Copy the lines below, from the one containing "yellow-green leaf in the photo above." through the last line, reproducing each character unchanged.

Point labeling dataset excerpts
§ §
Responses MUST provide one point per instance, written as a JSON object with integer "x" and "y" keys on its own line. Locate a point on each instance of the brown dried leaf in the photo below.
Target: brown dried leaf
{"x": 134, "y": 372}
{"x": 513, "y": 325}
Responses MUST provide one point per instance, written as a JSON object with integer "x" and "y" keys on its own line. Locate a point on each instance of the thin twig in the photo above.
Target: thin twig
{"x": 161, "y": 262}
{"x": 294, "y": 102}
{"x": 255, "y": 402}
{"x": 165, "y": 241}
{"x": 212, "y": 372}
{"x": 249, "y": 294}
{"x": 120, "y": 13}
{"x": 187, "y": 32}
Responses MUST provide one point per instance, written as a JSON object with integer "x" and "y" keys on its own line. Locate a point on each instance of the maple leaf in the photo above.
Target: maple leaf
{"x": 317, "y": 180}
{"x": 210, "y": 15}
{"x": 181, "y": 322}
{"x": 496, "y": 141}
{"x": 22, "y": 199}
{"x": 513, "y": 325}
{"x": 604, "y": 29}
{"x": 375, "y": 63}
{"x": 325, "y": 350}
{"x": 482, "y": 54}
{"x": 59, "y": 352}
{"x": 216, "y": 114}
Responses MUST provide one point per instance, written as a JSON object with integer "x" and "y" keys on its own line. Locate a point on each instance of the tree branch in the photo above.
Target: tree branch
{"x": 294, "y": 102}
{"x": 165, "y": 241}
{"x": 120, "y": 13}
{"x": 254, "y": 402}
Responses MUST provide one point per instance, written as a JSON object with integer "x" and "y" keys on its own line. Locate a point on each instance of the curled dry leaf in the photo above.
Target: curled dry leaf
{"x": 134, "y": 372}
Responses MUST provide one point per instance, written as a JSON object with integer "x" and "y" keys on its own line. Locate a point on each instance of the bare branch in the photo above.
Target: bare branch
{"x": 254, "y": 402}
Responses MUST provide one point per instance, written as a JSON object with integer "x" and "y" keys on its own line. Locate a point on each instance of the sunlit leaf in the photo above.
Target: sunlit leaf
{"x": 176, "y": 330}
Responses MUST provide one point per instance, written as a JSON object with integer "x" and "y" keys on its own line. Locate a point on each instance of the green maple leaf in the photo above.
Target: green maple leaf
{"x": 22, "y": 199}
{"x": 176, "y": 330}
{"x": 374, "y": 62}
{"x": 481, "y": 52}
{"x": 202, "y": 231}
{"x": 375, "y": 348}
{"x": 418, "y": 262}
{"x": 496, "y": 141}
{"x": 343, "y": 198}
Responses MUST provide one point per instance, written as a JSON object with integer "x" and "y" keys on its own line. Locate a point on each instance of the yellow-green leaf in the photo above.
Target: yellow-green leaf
§ §
WRITTEN RESPONSE.
Responses MUST provide one point per instance, written as a JSON object with integer "x" and "y" keys on its own line. Locate a point on each instance of the yellow-green leaf in the photo above.
Target: yellow-green leaf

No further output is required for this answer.